→ **Source records**

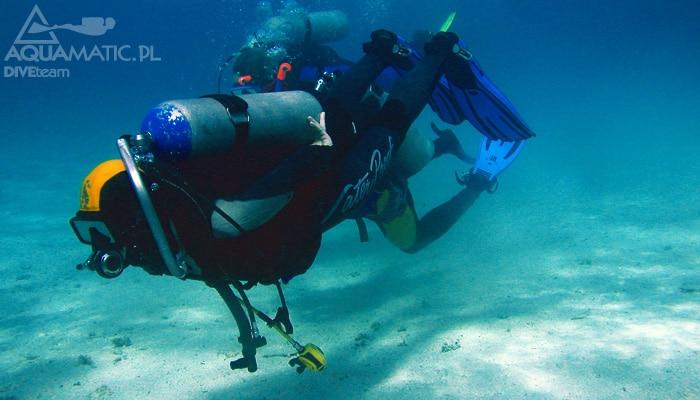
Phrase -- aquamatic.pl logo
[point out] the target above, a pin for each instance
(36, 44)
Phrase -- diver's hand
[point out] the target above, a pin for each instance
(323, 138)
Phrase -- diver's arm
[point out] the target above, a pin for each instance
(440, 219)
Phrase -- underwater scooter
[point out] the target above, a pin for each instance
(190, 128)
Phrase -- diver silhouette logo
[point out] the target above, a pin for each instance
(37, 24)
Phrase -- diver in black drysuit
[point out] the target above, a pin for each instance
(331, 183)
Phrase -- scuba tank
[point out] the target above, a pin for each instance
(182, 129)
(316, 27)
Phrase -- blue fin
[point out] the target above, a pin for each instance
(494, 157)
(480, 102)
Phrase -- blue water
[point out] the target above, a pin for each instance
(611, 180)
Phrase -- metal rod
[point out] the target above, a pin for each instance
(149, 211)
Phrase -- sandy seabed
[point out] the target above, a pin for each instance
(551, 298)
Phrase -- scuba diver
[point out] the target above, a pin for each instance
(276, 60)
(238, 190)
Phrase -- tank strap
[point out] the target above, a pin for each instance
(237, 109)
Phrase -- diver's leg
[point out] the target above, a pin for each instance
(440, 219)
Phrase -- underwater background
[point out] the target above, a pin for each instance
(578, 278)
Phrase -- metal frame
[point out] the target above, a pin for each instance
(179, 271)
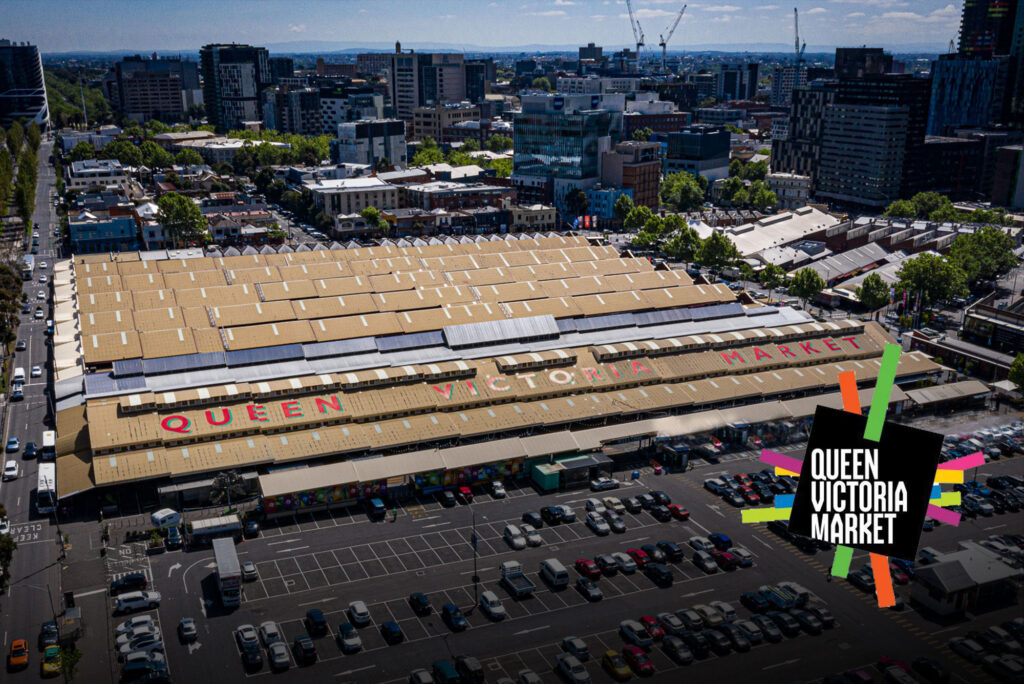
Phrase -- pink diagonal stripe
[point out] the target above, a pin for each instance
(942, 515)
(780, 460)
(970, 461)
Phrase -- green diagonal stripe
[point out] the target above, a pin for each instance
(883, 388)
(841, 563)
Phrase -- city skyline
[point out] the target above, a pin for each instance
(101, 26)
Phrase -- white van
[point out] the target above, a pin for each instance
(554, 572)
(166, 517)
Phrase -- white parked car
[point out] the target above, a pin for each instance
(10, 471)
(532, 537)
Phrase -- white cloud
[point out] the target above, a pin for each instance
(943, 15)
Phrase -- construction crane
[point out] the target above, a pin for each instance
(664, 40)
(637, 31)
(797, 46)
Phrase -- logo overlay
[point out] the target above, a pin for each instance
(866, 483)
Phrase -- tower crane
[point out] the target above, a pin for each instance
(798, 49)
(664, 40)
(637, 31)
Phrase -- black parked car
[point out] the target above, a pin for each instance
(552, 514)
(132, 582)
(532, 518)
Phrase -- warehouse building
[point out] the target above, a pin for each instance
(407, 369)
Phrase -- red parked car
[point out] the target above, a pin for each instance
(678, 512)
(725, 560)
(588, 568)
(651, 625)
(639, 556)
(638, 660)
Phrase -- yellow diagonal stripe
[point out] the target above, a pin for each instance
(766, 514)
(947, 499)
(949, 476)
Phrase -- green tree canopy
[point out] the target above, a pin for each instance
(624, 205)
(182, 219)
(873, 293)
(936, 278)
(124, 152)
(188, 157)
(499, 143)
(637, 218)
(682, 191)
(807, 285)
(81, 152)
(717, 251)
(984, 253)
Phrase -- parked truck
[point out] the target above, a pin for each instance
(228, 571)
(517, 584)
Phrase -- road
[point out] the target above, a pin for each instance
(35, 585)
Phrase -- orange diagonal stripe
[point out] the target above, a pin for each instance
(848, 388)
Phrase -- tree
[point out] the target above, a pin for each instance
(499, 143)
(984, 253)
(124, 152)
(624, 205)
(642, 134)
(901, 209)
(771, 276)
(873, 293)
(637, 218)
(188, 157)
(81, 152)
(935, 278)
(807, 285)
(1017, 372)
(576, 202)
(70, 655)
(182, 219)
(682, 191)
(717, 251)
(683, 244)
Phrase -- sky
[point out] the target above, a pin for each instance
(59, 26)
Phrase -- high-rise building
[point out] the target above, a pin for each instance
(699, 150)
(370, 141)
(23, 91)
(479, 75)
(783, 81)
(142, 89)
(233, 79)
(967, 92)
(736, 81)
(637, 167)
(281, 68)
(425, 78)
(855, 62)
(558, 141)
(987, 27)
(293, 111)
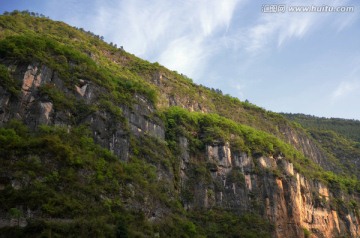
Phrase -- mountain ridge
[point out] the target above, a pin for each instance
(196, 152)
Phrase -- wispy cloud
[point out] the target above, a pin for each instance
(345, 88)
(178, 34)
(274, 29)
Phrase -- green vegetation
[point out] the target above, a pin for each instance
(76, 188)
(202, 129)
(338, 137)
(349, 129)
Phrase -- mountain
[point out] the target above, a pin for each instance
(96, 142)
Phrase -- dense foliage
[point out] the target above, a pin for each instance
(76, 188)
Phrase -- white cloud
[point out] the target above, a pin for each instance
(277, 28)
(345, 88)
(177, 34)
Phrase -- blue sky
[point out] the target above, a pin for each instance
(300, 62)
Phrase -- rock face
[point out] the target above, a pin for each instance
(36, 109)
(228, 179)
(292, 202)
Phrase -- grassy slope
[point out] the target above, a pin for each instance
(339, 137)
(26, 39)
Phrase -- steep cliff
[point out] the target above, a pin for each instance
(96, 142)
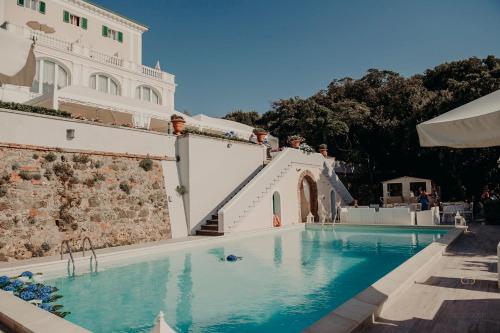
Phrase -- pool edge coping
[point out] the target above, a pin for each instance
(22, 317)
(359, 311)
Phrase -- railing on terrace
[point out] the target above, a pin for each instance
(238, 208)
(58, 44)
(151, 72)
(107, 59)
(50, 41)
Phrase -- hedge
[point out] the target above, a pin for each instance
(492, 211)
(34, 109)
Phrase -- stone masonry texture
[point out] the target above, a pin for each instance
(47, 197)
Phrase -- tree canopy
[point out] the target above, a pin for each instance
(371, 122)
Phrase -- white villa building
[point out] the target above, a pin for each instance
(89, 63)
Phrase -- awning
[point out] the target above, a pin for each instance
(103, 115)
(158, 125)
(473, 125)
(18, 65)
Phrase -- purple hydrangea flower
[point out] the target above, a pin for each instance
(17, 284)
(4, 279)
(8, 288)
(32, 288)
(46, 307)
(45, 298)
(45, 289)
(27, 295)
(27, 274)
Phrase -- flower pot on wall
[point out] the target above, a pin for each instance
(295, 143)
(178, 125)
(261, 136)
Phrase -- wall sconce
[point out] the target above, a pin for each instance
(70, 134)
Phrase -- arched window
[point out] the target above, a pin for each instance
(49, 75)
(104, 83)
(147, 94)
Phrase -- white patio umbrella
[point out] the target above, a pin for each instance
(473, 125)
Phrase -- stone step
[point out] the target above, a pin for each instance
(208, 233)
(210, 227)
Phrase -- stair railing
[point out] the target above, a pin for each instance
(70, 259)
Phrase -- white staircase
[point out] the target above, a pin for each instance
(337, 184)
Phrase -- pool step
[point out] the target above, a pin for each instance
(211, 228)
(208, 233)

==

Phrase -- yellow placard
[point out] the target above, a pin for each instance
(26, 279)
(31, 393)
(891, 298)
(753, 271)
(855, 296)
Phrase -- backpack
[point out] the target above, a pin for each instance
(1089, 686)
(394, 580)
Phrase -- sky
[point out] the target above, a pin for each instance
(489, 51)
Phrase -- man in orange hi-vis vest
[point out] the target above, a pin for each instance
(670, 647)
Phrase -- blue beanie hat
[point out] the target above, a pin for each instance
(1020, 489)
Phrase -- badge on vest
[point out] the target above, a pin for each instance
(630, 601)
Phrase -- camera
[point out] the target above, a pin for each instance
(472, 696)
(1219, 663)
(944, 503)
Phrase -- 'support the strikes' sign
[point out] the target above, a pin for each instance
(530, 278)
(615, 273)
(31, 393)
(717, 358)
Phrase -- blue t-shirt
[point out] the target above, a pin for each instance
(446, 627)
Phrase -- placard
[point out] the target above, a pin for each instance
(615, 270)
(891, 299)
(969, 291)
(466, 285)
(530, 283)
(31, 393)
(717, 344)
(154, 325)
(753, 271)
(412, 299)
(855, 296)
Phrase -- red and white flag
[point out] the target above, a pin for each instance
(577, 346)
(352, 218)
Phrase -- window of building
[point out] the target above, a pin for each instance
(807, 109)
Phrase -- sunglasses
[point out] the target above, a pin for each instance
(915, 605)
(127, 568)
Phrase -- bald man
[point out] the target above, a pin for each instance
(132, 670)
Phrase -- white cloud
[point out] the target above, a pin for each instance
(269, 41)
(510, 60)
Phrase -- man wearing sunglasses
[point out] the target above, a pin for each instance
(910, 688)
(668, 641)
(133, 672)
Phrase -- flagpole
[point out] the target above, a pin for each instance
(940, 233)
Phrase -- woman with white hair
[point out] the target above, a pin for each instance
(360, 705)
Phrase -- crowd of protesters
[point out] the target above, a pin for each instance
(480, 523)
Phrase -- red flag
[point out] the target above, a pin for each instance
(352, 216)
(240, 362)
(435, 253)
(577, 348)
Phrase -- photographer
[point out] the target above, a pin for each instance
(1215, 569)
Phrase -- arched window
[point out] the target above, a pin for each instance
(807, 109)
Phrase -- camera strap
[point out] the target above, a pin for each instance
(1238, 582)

* * *

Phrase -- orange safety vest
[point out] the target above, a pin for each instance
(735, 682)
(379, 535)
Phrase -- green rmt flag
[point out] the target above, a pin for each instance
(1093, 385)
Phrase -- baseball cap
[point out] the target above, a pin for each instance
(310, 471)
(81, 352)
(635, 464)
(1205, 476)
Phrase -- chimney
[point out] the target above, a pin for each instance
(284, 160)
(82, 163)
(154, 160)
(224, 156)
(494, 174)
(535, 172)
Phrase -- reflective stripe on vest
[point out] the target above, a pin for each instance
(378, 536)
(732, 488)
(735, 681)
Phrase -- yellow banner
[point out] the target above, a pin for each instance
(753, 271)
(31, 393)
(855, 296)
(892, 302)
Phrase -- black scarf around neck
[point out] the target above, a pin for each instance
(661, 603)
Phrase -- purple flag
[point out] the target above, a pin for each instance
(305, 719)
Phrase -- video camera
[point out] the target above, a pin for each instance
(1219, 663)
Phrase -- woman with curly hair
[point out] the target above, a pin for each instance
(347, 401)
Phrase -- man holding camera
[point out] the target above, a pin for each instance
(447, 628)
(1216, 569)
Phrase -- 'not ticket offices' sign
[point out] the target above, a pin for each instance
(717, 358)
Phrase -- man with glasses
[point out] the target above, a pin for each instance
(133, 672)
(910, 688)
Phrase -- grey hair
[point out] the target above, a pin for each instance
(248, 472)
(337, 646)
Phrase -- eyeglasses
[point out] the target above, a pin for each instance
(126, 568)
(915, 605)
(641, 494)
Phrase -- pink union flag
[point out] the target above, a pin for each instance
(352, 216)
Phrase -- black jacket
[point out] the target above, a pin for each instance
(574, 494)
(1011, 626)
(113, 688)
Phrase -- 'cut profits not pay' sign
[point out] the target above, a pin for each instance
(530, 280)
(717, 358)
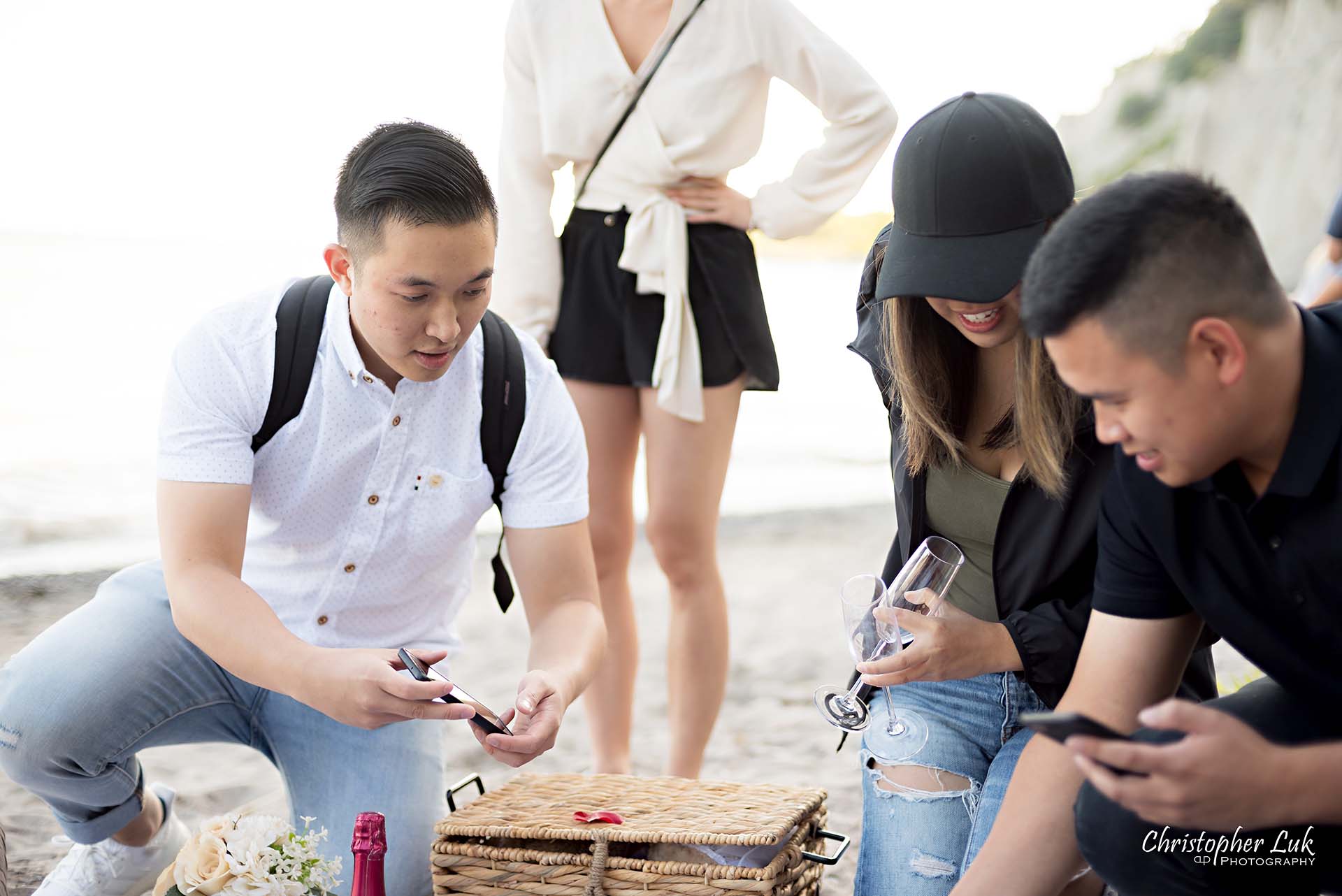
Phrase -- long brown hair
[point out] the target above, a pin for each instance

→ **Exercise requirements**
Pull out every line of the material above that contains the word "woman", and list those lines in their original order.

→ **Output of the task**
Phrase -- woman with white hair
Phrase -- woman with curly hair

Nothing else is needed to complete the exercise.